Posted by Brian Hotchkiss on Tue, Jul 31, 2012
I'm told that everybody has past behavior that arouses astonished head shaking, and in my case the very top of that list dates to college: I did not "trust" the concept of outlining in preparation for writing. I maintained that by outlining an essay, I would rob it of spontaneity--at least that's the line I'd spout when the topic came up. (Although I just referred to "an essay," outlining can be just as important when writing fiction, but this post only deals with nonfiction book writing.)
The truth, I expect, had more to do with my refusal to reliquish control. If I didn't formally set out the bones of the piece beforehand, I could always fall back on that as my excuse when it emerged half-baked. On the (rare) occasions when the composed result managed to be creditable, I could honestly claim not to have worked from an outline.
These days, my head shaking over this is more amused than judgmental mainly because it is something far behind me. The luxury of retrospection has revealed what must have been my real reason for balking at outlining, however—performing the process effectively is hard!
It is also crucial, for three particular reasons:
- Outlining jolts the brain into gear by insisting that it focus on the subject at hand in a disciplined way that, at least initially, accommodates only broad strokes, not fine details. It imposes structure.
- It then encourages free-form "pencil gabbing" to bring to the fore all those micro-ideas you notice floating in and out behind your eyes for split seconds, always at inconvenient moments.
- A workable outline finally demands that the results of numbers 1 + 2 take shape in order to = a clear, cogent, and sequential guide the writer/compiler actually can use.
I always find it instructive to discuss these three components with a new client for whom we develop content. More times than not, they are as reticent about outline construction as I used to be, although maybe for different reasons. For one thing, some people seem to construe the outline phase to be a method for ratcheting up the cost of making a book. When I single out those VAI projects that didn't begin with a competent outline, however, chances are pretty good that I'm pointing to those that suffered from the highest budget gaffes.

Instruction 1: Pick out every row below that contains the word "vehicle" and copy each of those rows.

Data in this exercise:
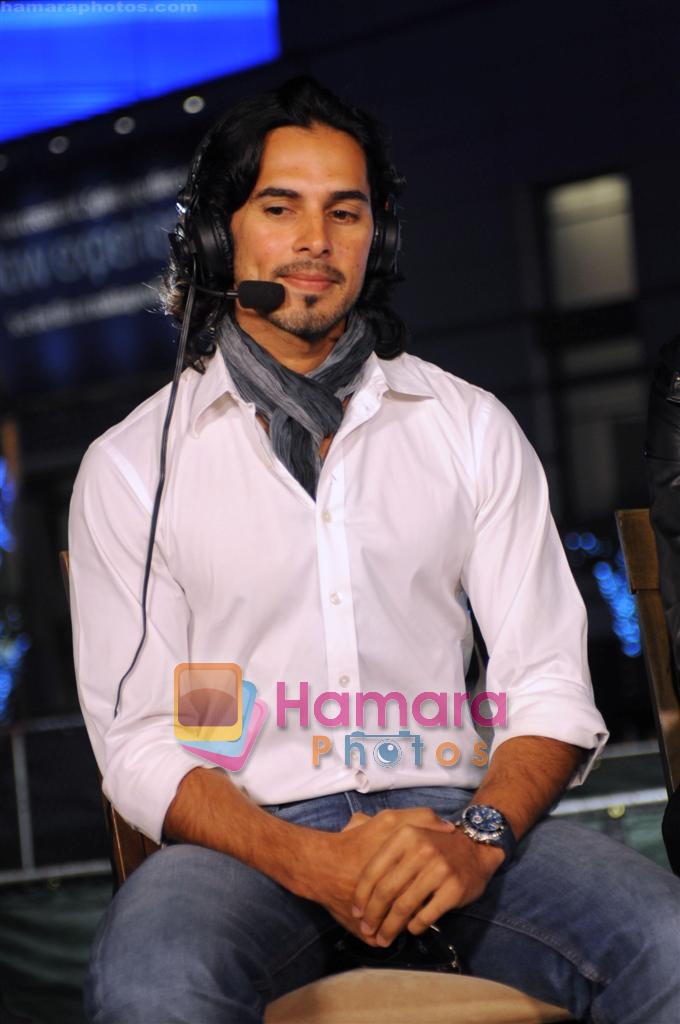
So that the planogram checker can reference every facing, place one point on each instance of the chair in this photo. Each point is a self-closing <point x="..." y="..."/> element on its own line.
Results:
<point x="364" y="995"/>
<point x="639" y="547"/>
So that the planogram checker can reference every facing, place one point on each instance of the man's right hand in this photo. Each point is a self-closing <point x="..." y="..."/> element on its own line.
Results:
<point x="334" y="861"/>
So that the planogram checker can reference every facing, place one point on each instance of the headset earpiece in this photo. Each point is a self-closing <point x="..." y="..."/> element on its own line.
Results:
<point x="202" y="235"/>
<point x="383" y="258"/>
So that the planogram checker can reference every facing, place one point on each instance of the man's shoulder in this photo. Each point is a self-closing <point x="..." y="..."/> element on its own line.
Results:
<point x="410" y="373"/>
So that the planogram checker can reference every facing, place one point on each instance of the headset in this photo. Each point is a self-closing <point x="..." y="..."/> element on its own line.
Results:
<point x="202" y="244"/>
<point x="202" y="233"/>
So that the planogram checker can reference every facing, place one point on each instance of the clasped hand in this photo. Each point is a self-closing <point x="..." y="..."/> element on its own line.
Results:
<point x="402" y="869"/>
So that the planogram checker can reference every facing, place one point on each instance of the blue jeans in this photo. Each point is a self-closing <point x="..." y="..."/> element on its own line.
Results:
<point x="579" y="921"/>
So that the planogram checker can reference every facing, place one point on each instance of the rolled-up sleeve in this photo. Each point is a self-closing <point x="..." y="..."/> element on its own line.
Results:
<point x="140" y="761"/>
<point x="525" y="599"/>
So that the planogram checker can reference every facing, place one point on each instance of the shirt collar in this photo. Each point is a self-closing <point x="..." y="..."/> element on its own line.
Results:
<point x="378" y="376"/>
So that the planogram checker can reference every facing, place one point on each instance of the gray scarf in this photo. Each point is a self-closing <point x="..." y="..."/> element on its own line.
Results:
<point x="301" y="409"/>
* * *
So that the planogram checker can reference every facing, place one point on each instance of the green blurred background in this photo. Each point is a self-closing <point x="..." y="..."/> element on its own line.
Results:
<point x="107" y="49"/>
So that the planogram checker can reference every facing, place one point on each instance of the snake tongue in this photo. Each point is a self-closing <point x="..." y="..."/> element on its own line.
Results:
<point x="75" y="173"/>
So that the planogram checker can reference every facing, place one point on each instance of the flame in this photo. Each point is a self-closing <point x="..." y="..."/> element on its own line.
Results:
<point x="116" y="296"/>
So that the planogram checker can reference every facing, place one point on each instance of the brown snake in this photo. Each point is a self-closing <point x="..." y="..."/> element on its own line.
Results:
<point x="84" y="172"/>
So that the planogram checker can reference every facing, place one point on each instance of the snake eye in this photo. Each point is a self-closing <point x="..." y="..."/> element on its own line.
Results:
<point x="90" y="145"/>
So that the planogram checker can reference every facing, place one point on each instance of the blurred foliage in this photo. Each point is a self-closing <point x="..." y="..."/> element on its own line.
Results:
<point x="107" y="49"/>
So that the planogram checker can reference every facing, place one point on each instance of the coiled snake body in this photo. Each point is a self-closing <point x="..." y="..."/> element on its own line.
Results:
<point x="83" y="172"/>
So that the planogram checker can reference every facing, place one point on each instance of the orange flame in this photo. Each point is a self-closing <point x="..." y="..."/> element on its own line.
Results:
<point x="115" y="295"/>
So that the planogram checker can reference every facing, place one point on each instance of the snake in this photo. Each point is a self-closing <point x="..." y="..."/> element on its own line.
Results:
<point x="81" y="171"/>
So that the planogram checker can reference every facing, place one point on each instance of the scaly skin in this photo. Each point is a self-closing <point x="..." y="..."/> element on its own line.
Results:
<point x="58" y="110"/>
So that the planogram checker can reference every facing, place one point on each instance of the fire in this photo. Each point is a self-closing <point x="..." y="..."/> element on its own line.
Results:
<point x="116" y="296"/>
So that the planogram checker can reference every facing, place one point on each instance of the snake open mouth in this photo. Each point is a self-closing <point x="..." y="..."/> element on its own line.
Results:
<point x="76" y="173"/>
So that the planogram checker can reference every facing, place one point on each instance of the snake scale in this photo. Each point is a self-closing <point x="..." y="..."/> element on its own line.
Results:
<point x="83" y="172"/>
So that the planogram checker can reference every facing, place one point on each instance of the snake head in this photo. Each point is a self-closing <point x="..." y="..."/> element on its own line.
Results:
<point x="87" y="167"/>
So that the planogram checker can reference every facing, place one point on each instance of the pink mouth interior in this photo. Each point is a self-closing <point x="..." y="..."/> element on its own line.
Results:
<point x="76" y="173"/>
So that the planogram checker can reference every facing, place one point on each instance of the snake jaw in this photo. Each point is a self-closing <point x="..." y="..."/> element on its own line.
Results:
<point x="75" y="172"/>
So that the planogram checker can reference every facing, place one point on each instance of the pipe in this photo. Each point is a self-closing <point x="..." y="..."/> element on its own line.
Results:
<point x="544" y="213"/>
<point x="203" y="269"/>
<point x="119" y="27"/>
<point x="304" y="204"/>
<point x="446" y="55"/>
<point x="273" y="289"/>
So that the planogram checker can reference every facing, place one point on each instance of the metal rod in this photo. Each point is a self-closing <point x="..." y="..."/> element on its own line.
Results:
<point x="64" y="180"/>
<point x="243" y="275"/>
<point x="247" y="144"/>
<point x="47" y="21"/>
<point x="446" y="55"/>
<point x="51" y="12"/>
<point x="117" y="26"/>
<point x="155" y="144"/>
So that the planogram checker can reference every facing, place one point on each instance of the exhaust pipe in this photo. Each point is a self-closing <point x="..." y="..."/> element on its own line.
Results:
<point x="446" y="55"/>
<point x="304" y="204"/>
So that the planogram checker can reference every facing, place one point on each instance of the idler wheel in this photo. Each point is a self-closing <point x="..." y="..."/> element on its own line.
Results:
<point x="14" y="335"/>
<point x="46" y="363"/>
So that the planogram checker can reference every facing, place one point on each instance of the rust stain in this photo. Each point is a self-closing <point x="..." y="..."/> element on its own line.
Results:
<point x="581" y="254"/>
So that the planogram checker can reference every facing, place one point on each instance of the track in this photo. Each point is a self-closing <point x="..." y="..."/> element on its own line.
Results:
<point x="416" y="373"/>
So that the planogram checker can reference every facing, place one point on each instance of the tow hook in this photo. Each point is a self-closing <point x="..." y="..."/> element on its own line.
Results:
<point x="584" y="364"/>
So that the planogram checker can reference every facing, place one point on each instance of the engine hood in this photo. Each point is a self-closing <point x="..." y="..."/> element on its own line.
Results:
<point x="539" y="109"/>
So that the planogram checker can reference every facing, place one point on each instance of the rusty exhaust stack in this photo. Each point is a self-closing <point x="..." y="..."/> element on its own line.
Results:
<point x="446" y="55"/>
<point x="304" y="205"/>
* * *
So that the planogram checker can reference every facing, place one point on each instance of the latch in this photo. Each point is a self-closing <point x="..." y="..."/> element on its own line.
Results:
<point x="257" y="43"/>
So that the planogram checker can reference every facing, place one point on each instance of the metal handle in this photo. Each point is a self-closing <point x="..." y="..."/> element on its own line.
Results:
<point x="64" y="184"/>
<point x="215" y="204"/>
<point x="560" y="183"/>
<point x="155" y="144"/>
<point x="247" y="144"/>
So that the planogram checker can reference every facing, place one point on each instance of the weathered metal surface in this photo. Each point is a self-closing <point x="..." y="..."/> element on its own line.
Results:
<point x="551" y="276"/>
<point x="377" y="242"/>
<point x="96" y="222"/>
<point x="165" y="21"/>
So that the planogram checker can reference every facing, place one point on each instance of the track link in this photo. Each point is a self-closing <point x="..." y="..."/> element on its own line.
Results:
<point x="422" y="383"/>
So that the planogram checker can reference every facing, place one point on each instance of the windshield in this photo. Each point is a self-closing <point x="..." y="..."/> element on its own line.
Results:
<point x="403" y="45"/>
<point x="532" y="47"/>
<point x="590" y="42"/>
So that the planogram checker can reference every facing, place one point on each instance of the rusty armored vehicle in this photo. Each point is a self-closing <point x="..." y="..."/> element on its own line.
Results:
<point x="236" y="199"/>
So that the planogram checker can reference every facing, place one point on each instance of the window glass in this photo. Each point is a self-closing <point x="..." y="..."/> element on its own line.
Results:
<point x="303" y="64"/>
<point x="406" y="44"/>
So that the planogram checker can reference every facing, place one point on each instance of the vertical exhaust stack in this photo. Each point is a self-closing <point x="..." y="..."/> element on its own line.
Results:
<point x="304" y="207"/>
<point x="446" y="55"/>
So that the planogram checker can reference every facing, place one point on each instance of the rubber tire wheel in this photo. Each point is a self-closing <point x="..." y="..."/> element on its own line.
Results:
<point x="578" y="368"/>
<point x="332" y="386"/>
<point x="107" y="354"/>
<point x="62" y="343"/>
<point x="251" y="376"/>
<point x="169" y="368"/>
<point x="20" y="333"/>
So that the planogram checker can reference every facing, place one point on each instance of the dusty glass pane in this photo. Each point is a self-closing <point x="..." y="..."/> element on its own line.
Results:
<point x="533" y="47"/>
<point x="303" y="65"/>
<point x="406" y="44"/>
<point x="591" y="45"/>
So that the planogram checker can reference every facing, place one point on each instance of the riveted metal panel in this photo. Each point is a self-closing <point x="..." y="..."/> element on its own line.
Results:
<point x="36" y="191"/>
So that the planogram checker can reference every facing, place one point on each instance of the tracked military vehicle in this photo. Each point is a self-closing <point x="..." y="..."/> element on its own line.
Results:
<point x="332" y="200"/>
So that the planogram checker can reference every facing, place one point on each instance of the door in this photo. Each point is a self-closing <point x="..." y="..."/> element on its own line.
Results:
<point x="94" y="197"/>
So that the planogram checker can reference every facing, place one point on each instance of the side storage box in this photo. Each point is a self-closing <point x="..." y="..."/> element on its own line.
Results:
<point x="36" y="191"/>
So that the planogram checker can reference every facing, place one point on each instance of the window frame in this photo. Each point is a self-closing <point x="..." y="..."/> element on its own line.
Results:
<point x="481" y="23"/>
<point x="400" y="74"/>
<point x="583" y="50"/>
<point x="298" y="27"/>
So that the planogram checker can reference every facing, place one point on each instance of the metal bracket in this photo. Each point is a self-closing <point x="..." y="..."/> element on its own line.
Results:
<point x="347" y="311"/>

Instruction 2: In the blog post on outlining above, begin at the words "These days, my" and stop after "at inconvenient moments.". Write that passage out again with "brain" swapped for "mind".

Final answer 1:
So that the planogram checker can reference every facing, place one point on each instance of the rusty armored vehicle in this photo. Each point is a self-closing <point x="..." y="..."/> element on its own line.
So that the planogram checker can reference every facing, place one point on each instance of the tracked military vehicle in this photo. Each point is a self-closing <point x="..." y="..."/> element on its own line.

Final answer 2:
These days, my head shaking over this is more amused than judgmental mainly because it is something far behind me. The luxury of retrospection has revealed what must have been my real reason for balking at outlining, however—performing the process effectively is hard!
It is also crucial, for three particular reasons:
- Outlining jolts the mind into gear by insisting that it focus on the subject at hand in a disciplined way that, at least initially, accommodates only broad strokes, not fine details. It imposes structure.
- It then encourages free-form "pencil gabbing" to bring to the fore all those micro-ideas you notice floating in and out behind your eyes for split seconds, always at inconvenient moments.